[Dataset entries]
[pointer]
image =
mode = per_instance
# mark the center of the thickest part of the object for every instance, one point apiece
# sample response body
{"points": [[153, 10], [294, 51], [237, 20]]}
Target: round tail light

> [TRY IT]: The output is every entry, printed exactly as it reads.

> [REPLY TO THE EXERCISE]:
[pointer]
image =
mode = per_instance
# mark the center of the thickest part of the object for every instance, one point apiece
# sample response body
{"points": [[153, 10], [294, 51], [237, 20]]}
Target: round tail light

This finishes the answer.